GIVEN RECORDS →
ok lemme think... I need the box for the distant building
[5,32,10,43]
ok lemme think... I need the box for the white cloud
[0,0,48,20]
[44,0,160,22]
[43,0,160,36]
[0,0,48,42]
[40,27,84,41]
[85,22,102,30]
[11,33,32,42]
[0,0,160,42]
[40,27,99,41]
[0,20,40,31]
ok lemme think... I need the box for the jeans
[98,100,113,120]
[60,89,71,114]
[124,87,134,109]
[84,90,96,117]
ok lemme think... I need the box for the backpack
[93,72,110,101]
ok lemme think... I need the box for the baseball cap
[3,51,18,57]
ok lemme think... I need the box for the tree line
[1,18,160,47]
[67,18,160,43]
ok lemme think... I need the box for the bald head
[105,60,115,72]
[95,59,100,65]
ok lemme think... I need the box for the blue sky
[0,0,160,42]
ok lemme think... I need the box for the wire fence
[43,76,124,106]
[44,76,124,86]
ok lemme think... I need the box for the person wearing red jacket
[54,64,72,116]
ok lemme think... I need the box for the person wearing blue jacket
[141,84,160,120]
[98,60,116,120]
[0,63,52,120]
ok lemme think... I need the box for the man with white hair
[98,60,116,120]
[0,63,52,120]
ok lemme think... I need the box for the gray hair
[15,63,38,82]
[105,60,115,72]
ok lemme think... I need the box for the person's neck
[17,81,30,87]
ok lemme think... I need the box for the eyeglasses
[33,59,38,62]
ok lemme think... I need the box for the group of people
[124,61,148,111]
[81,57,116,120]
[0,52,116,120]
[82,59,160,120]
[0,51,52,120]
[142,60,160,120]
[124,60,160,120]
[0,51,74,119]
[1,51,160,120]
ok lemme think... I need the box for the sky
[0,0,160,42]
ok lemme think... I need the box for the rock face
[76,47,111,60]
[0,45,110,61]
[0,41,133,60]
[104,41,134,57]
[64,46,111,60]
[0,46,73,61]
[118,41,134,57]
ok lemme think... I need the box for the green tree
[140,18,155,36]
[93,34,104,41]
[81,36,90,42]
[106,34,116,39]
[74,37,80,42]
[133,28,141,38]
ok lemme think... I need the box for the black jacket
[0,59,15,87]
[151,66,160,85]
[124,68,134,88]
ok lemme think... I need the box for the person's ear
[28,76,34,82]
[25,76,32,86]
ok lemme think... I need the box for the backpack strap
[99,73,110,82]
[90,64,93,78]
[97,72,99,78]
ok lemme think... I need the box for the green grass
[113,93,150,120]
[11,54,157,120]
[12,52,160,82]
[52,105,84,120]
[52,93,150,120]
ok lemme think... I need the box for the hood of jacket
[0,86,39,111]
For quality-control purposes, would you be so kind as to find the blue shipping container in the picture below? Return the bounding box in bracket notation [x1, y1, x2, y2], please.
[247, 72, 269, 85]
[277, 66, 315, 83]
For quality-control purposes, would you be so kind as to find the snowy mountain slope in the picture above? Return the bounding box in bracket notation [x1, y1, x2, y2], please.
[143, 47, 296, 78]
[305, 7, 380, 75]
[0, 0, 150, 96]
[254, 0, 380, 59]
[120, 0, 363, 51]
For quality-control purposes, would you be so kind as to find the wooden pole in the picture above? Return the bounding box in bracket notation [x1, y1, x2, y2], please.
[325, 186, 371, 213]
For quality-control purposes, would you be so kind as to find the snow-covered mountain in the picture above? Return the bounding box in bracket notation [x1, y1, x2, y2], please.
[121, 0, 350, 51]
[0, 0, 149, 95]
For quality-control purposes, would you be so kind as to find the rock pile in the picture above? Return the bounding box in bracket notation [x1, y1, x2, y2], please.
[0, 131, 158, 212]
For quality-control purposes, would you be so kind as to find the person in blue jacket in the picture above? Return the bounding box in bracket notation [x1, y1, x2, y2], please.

WHAT THE EXERCISE ASKS → Line by line, restate the data exactly.

ANSWER SECTION →
ok lemme think... I need the box for the distant building
[5,32,10,43]
ok lemme think... I need the box for the white cloud
[0,0,48,20]
[44,0,160,22]
[43,0,160,36]
[0,0,48,42]
[40,27,84,41]
[85,22,102,30]
[11,33,32,42]
[0,0,160,42]
[40,27,99,41]
[0,20,40,31]
ok lemme think... I need the box for the jeans
[98,100,113,120]
[60,89,71,114]
[124,87,134,109]
[84,90,96,117]
ok lemme think... I need the box for the backpack
[93,72,110,101]
ok lemme think... I need the box for the baseball cap
[3,51,18,57]
ok lemme think... I need the box for the tree line
[1,18,160,47]
[67,18,160,43]
ok lemme think... I need the box for the bald head
[105,60,115,72]
[95,59,100,65]
ok lemme think... I need the box for the blue sky
[0,0,160,42]
ok lemme think... I need the box for the wire fence
[43,76,124,106]
[44,76,124,86]
ok lemme think... I need the box for the person wearing red jacket
[54,64,72,116]
ok lemme think... I need the box for the person wearing blue jacket
[141,84,160,120]
[98,60,116,120]
[0,63,52,120]
ok lemme think... I need the box for the man with white hair
[98,60,116,120]
[0,63,52,120]
ok lemme think... I need the box for the gray hair
[15,63,38,82]
[105,60,115,72]
ok lemme think... I need the box for the person's neck
[17,81,30,87]
ok lemme think... I need the box for the eyeglasses
[33,59,38,62]
ok lemme think... I need the box for the group of people
[124,61,148,111]
[81,57,116,120]
[0,52,116,120]
[82,59,160,120]
[0,51,52,120]
[142,60,160,120]
[124,60,160,120]
[0,51,74,119]
[1,51,160,120]
ok lemme think... I need the box for the sky
[0,0,160,42]
ok lemme think... I need the box for the rock face
[76,47,111,60]
[0,45,110,61]
[0,41,133,60]
[104,41,134,57]
[64,46,111,60]
[0,46,73,61]
[118,41,134,57]
ok lemme think... I need the box for the green tree
[140,18,155,36]
[93,34,104,41]
[81,36,90,42]
[106,34,116,39]
[74,37,80,42]
[133,28,141,38]
ok lemme think... I need the box for the black jacket
[0,59,15,87]
[151,66,160,85]
[124,68,134,88]
ok lemme think... I need the box for the person's ear
[28,76,34,82]
[25,76,32,86]
ok lemme think... I need the box for the backpack strap
[99,73,110,82]
[90,64,93,78]
[97,72,99,78]
ok lemme think... I need the box for the green grass
[113,93,150,120]
[11,54,157,120]
[12,52,160,82]
[52,105,84,120]
[52,93,150,120]
ok lemme think... I need the box for the hood of jacket
[0,86,39,111]
For quality-control purposes, would you be so kind as to find the blue shipping container in the picture below? Return the bounding box in bracket notation [x1, y1, x2, y2], please.
[247, 72, 269, 85]
[277, 66, 315, 83]
For quality-control purposes, would you be so kind as to find the snowy mountain slope in the picture above? Return the bounding box in bracket notation [x1, y1, x2, y2], please.
[143, 47, 296, 78]
[305, 7, 380, 75]
[0, 0, 150, 96]
[254, 0, 380, 59]
[120, 0, 363, 51]
For quality-control purposes, would you be so kind as to find the wooden pole in the picture above? Return the bounding box in bracket notation [x1, y1, x2, y2], please.
[325, 186, 371, 213]
For quality-control purposes, would you be so kind as to find the snow-covered mountain in the picture above? Return the bounding box in bracket notation [x1, y1, x2, y2], please.
[121, 0, 350, 51]
[0, 0, 149, 95]
For quality-control purposes, would you be so kind as to find the rock pile in the picture above? Return the bounding box in bracket notation [x1, y1, x2, y2], please.
[0, 131, 158, 212]
For quality-control purposes, would you be so kind as to find the person in blue jacket in the picture above? Return the bounding box in bracket notation [x1, y1, x2, y2], please.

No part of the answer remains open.